::: PASSAGE TO READ :::

Saturday, November 7, 2015

MED BIZ | Cycle v Wheelchair - The Alinker™

The bicycle, it seems, originated in 1817
 in Germany as a running aid. The Germans
 never loved it as much as the Dutch. 
I am at the Social Venture Network conference in Baltimore and there is a new invention on display here, the Alinker™. I have tried it out and it works.

It looks a lot like the very first bicycle, invented nearly 200 years ago.

It's being positioned as a medical device–a replacement for the wheelchair. It is useful for people who can still walk but need assistance because their legs are weak. It provides mobility while not reducing the patient to total dependence. It provides mobility but doesn't end exercise.

It's like the difference between assisted living and a nursing home. A big difference...

Hobby horse with morris dancers.
I like the walking cycle for three reasons:

First, it keeps its users more active than a wheelchair.

Second, it allows the users to socialize more easily because they are upright.

Third, it is simpler than a motorized wheelchair and promises to be much cheaper, which matters a lot when we look down the road at looming medical costs for elderly people.

The new invention even shares the yellow color of the original walking cycle.

The First Bicycles
The Penny Farthing

I confess to a bias in favor of bicycles. I've been writing about them frequently over the years–for example, here.

  • They are so darned efficient.
  • Their concept is so simple. The original bicycle was a running cycle, with no pedals or chains or even brakes. Without pedals, the cycle doesn't go fast enough on level ground to need brakes–you stop the same way you stop running.
  • The early name for the running cycles was a "hobby horse", such as were used by morris dancers (see drawing) in England.

::: STORED DATA :::

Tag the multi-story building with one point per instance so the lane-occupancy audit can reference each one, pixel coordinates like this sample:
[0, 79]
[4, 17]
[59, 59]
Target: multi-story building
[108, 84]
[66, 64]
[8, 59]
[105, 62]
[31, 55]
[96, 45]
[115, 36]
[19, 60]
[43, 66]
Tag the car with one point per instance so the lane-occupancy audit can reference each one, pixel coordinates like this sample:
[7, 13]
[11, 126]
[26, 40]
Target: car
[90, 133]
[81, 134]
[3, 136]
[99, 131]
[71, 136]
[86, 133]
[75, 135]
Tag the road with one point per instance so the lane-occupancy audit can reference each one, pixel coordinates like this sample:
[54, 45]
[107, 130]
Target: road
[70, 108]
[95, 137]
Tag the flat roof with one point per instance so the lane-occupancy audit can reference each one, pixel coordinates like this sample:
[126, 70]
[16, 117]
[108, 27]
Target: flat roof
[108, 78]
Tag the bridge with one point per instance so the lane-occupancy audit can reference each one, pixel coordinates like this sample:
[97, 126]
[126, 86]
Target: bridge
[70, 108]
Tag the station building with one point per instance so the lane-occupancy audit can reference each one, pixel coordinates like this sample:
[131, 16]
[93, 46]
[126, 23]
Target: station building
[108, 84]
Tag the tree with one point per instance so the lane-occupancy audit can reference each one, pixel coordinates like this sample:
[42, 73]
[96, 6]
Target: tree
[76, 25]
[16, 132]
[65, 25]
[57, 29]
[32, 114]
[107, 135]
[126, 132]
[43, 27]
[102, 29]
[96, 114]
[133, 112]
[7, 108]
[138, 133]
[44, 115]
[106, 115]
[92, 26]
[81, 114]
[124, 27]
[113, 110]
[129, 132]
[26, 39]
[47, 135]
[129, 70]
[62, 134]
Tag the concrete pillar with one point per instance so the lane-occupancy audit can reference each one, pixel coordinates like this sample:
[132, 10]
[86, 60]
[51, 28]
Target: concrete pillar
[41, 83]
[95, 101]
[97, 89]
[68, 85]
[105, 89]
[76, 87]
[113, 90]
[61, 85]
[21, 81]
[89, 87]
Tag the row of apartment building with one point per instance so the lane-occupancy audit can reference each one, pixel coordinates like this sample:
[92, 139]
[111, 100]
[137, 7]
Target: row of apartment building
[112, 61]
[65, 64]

:::

Please answer these questions from the post on the Alinker, one line each:
1. At which conference is the Alinker on display?
2. In what year and country did the bicycle originate?
3. What was the early name for the running cycles?
The records aren't needed here.

**TASK OUTPUT**
1. The Social Venture Network conference in Baltimore.
2. 1817, in Germany.
3. A "hobby horse."